Data records:
>>

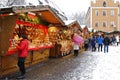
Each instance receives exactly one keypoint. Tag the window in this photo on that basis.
(104, 13)
(112, 24)
(96, 12)
(112, 12)
(96, 24)
(104, 24)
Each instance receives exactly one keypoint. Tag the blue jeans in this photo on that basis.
(106, 48)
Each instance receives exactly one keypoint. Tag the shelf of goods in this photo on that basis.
(37, 35)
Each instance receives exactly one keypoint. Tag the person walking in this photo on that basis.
(86, 44)
(106, 42)
(93, 43)
(22, 54)
(100, 42)
(117, 39)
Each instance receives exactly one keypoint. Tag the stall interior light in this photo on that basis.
(11, 13)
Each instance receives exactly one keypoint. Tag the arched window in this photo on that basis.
(104, 4)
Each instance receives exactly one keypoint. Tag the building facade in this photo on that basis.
(103, 15)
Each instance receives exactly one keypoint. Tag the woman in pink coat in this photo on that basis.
(22, 54)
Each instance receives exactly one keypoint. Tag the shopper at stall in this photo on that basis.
(76, 40)
(23, 52)
(106, 43)
(100, 42)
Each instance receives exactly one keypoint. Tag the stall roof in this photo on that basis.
(45, 12)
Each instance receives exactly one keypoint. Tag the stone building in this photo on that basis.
(103, 15)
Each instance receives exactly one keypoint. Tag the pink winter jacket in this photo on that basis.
(23, 48)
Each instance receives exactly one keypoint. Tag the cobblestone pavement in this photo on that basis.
(86, 66)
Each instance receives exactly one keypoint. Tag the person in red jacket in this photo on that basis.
(22, 54)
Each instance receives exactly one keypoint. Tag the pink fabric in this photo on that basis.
(23, 48)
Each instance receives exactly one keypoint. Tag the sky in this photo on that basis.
(70, 6)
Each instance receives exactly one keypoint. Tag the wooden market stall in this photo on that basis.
(33, 22)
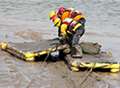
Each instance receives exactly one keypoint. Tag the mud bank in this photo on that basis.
(26, 21)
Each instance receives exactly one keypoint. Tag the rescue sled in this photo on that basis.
(34, 51)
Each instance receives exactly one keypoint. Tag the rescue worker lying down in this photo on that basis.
(70, 28)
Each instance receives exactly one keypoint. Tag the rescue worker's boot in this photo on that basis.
(76, 52)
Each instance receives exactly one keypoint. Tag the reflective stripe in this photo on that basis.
(78, 25)
(64, 28)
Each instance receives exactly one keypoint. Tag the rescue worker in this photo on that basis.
(70, 29)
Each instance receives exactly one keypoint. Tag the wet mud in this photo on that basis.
(26, 22)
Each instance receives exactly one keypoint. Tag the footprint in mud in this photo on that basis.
(29, 34)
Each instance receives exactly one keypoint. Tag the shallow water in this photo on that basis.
(27, 21)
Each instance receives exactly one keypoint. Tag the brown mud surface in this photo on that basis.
(26, 21)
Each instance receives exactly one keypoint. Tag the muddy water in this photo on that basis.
(27, 21)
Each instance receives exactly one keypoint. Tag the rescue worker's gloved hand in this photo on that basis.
(76, 51)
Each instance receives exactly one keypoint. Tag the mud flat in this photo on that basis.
(30, 17)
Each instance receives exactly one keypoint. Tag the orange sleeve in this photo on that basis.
(66, 14)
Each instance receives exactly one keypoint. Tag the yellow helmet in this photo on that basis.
(57, 22)
(52, 13)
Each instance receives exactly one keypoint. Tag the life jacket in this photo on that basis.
(66, 14)
(69, 26)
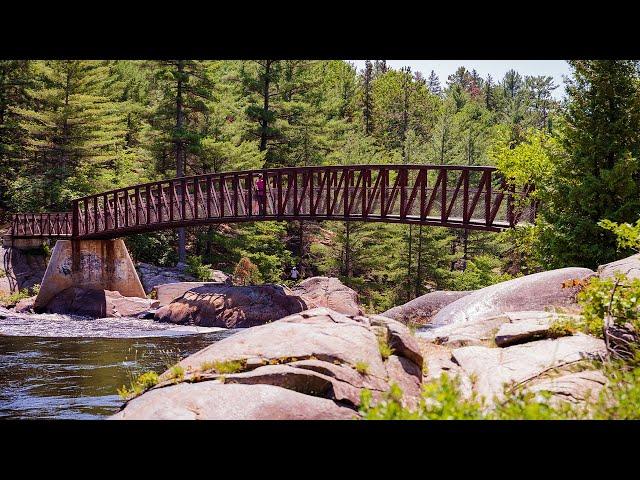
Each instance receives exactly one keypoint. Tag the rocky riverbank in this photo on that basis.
(310, 351)
(315, 364)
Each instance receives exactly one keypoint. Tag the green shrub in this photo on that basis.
(246, 272)
(482, 271)
(618, 297)
(157, 248)
(229, 366)
(177, 372)
(385, 349)
(441, 400)
(362, 367)
(562, 327)
(13, 298)
(197, 269)
(139, 385)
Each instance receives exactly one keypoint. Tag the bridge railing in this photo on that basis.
(474, 197)
(35, 225)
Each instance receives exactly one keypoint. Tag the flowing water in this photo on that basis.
(57, 366)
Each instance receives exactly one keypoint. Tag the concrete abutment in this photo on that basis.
(89, 264)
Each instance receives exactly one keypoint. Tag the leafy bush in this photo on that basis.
(441, 400)
(385, 349)
(139, 385)
(618, 297)
(481, 272)
(628, 236)
(157, 248)
(362, 367)
(562, 327)
(197, 269)
(13, 298)
(246, 272)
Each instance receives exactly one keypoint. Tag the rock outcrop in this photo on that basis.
(493, 368)
(533, 292)
(216, 401)
(310, 365)
(151, 276)
(329, 292)
(20, 268)
(420, 310)
(515, 350)
(169, 292)
(98, 304)
(219, 305)
(630, 266)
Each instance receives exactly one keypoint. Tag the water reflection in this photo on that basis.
(46, 377)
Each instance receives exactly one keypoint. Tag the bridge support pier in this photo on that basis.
(89, 264)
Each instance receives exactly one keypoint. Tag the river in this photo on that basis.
(57, 366)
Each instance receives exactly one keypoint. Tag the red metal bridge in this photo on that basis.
(470, 197)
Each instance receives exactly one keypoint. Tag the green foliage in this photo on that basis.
(562, 327)
(246, 272)
(138, 385)
(627, 235)
(597, 178)
(530, 161)
(362, 367)
(197, 269)
(618, 297)
(440, 400)
(482, 271)
(384, 348)
(620, 400)
(157, 248)
(229, 366)
(13, 298)
(176, 373)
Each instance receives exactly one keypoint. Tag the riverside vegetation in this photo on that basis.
(74, 127)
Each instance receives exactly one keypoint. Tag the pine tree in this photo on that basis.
(367, 97)
(74, 133)
(183, 88)
(600, 176)
(16, 76)
(434, 84)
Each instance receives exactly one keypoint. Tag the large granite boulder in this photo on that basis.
(169, 292)
(493, 368)
(630, 266)
(420, 310)
(329, 292)
(228, 306)
(532, 292)
(21, 268)
(217, 401)
(98, 303)
(322, 356)
(151, 275)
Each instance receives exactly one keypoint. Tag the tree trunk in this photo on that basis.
(264, 122)
(347, 250)
(419, 266)
(180, 160)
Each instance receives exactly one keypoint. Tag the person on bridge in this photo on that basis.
(261, 195)
(294, 273)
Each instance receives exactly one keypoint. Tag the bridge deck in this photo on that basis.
(449, 196)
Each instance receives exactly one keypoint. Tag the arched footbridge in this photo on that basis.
(470, 197)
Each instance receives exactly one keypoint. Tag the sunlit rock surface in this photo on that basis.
(329, 292)
(324, 357)
(539, 291)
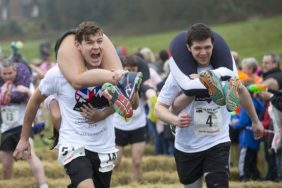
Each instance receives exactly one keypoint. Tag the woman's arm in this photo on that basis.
(71, 64)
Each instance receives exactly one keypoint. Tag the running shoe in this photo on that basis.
(120, 103)
(130, 83)
(214, 86)
(121, 94)
(231, 88)
(152, 116)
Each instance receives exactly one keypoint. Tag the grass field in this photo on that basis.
(249, 38)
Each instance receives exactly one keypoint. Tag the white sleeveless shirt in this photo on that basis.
(75, 131)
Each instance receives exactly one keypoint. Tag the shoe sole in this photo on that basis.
(120, 103)
(232, 95)
(214, 87)
(137, 83)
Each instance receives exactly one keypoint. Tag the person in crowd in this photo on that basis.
(132, 131)
(272, 80)
(13, 107)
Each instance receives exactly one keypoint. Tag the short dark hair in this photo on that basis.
(198, 32)
(85, 29)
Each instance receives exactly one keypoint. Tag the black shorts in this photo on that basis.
(130, 137)
(10, 139)
(87, 167)
(191, 166)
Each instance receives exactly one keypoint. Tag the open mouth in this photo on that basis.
(95, 55)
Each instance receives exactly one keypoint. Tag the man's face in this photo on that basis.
(8, 73)
(201, 51)
(91, 50)
(267, 63)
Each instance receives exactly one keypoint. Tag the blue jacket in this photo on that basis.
(246, 136)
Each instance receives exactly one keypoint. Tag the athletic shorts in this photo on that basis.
(124, 138)
(10, 139)
(191, 166)
(87, 167)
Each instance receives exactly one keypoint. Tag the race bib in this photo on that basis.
(207, 120)
(107, 161)
(68, 153)
(10, 115)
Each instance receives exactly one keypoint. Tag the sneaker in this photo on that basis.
(130, 83)
(231, 92)
(153, 118)
(120, 103)
(214, 86)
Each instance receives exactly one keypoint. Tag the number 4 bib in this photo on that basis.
(207, 120)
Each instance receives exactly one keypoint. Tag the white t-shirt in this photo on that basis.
(137, 121)
(210, 122)
(75, 131)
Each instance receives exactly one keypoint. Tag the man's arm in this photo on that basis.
(23, 148)
(247, 104)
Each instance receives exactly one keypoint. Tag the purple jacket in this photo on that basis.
(23, 78)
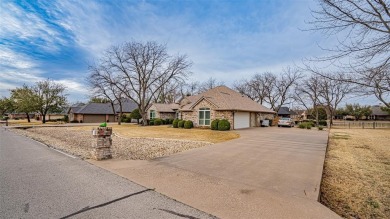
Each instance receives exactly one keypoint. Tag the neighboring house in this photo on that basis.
(379, 114)
(219, 103)
(20, 115)
(163, 111)
(50, 116)
(286, 112)
(99, 112)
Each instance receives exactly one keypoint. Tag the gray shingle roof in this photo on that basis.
(224, 98)
(96, 108)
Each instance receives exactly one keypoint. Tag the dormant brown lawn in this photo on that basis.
(356, 181)
(165, 131)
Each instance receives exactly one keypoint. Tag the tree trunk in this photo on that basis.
(144, 118)
(28, 117)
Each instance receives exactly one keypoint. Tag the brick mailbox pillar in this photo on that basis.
(101, 149)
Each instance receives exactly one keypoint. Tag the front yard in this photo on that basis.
(132, 142)
(167, 132)
(356, 179)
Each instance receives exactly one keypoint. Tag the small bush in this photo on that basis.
(175, 123)
(223, 125)
(180, 124)
(305, 125)
(158, 122)
(188, 124)
(323, 123)
(214, 124)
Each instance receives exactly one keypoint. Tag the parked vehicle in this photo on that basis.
(286, 122)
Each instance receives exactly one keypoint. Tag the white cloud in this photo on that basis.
(17, 23)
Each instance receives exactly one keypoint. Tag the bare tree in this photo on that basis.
(49, 97)
(210, 84)
(331, 93)
(365, 26)
(191, 88)
(307, 93)
(142, 69)
(279, 89)
(103, 85)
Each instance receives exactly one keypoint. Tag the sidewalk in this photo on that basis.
(222, 198)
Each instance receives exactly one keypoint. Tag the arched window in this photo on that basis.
(204, 116)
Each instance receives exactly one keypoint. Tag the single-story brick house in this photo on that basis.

<<

Exercise prompt
Return, unchanged, the lines from the one containing "Each instance receives exactly one keypoint. Tag the number" down to the end of the entries above, inclusive. Images are left out.

The reply
Each instance receives exactly one keypoint. Tag the number 4 bib in this photo on that basis.
(207, 120)
Each instance receives exactly one keypoint. Tag the white t-shirt in this photo on that basis.
(137, 121)
(210, 122)
(75, 131)
Each instance receives exactly one keypoint. Tag the man's arm in this photo on that basis.
(23, 148)
(247, 104)
Each instance receives exactly one keypoint. Tag the purple jacket in this photo on that basis.
(23, 78)
Each instance receives exactly one keypoint. Tag the neighboring house in this photo on that basis.
(379, 114)
(219, 103)
(20, 115)
(163, 111)
(50, 116)
(286, 112)
(99, 112)
Each instance receives exactly one keypoint. Tag the gray shingle roof in this photo on that basis.
(224, 98)
(96, 108)
Each instance receives exactly one keypoint. Tag the dormant brown lawn in this photo on that basis.
(356, 181)
(165, 131)
Each instance receives exactly one keypoint. Tag the tree trunk in this photo on that basis.
(144, 118)
(28, 117)
Each instance receives exactly one keypoint. Tag the brick mailbox pillar in this photo on that basis.
(101, 149)
Each instance receives exactly one keypoint. Tag the front yard in this photo on that basis.
(132, 142)
(167, 132)
(356, 179)
Each instance receives exactly one keypoint. Tag the small bush in this photo on that basis.
(175, 123)
(223, 125)
(180, 124)
(305, 125)
(158, 122)
(188, 124)
(323, 123)
(214, 124)
Each instance receives exactly one keypoint. Tag the parked vehicle in this photo on that basis.
(286, 122)
Each instance receives exactly one keypoint. Tag the white cloud in this photo on that basis.
(17, 23)
Each instance receives exactly one keypoint. Tag the bare tree in this photo on that basis.
(49, 97)
(210, 84)
(331, 93)
(365, 26)
(191, 88)
(307, 93)
(142, 69)
(279, 89)
(103, 85)
Each instance receives exactly one keypoint. Tag the sidewalk in this photo on that basis.
(222, 198)
Each instance receives exactly one keypoint. Tag the arched window in this photo on that basis.
(204, 116)
Each instance receives exactly one keypoint. Tag the single-story brick house in this photo on that basis.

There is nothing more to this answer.